Exactly the lines from the one with "Target: window" to the end of the entries should appear in your answer, retyped word for word.

Point localization data:
--*--
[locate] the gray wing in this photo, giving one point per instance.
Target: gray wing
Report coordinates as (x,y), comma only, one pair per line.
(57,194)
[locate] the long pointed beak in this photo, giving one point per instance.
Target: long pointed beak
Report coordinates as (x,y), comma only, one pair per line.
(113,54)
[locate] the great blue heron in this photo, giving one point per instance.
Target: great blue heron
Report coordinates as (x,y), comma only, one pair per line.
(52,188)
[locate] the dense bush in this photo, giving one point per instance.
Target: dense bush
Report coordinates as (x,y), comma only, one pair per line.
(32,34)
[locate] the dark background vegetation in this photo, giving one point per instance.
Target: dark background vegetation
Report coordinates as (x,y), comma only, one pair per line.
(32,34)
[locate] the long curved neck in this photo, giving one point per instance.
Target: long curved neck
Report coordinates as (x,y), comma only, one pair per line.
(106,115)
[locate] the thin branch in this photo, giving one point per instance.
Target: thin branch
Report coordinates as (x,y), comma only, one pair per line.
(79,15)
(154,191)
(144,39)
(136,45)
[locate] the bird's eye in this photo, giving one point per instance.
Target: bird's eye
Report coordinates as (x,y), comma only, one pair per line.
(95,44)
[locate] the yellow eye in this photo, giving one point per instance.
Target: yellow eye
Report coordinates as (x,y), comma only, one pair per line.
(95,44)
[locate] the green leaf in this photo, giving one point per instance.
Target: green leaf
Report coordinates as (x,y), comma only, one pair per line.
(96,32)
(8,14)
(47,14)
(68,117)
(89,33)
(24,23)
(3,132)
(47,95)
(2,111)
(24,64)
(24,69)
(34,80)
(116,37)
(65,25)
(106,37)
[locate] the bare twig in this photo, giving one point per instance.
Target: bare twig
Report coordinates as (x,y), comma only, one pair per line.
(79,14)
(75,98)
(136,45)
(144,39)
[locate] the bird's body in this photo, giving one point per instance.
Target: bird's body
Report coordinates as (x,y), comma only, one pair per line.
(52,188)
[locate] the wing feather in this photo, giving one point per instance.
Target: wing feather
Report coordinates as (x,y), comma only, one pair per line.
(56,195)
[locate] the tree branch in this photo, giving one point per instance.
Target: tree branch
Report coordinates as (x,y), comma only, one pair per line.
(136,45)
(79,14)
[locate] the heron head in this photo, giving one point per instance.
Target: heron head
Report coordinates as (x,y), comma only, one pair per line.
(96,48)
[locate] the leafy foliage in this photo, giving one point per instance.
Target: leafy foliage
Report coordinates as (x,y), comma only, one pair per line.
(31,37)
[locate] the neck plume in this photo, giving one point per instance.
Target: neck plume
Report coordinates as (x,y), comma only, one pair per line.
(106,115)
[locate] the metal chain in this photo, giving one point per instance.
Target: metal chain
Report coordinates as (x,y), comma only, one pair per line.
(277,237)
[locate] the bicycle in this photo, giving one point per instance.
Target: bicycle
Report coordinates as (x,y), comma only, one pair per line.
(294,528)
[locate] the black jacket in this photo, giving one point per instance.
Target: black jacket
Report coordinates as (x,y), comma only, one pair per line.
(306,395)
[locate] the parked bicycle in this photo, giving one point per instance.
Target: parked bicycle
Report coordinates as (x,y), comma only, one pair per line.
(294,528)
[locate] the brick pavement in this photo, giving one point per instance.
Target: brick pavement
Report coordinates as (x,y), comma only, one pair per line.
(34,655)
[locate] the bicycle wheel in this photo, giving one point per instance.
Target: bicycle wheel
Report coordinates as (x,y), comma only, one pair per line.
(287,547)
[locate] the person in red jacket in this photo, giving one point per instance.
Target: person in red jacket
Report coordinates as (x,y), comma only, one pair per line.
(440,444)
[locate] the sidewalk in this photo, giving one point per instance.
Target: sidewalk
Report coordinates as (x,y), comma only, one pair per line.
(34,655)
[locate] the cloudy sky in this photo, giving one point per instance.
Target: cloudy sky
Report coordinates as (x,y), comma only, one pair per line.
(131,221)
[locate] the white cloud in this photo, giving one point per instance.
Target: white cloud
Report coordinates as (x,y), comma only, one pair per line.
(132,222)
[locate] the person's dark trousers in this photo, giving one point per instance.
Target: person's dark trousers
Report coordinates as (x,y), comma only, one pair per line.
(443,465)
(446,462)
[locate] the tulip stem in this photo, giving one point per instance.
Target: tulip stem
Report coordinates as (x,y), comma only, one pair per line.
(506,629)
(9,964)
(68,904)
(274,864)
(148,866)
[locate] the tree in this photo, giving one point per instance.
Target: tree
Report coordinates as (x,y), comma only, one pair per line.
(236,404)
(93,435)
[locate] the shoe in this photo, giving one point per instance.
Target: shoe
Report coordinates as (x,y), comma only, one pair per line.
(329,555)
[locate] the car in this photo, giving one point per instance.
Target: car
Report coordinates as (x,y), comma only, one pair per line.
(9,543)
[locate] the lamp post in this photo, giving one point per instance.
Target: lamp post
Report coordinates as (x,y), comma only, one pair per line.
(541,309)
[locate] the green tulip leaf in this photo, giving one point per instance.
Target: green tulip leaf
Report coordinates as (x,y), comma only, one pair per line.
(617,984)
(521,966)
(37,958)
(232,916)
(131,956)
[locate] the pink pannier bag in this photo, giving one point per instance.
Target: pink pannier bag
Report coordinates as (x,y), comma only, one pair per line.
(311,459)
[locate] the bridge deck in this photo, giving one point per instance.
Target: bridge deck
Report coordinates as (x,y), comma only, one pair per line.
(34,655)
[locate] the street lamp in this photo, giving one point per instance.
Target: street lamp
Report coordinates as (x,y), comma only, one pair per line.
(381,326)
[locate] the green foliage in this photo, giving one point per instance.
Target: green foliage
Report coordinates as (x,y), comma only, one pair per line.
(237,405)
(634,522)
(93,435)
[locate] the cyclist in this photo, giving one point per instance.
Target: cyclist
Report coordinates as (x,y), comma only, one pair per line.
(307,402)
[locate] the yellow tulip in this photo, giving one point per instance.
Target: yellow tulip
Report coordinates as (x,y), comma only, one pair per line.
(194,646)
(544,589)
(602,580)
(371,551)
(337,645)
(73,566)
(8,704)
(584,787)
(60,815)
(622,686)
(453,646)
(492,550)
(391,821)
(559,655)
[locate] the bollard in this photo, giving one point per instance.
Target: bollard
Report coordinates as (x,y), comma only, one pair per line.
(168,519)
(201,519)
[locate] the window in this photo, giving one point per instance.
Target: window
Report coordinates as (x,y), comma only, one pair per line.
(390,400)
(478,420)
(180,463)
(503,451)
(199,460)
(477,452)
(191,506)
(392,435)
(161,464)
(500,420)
--*--
— Written solution —
Target: window
Report coordinates as (x,y), comma only, one pair per line.
(390,400)
(478,420)
(180,463)
(503,451)
(199,460)
(477,452)
(191,506)
(392,435)
(161,464)
(500,420)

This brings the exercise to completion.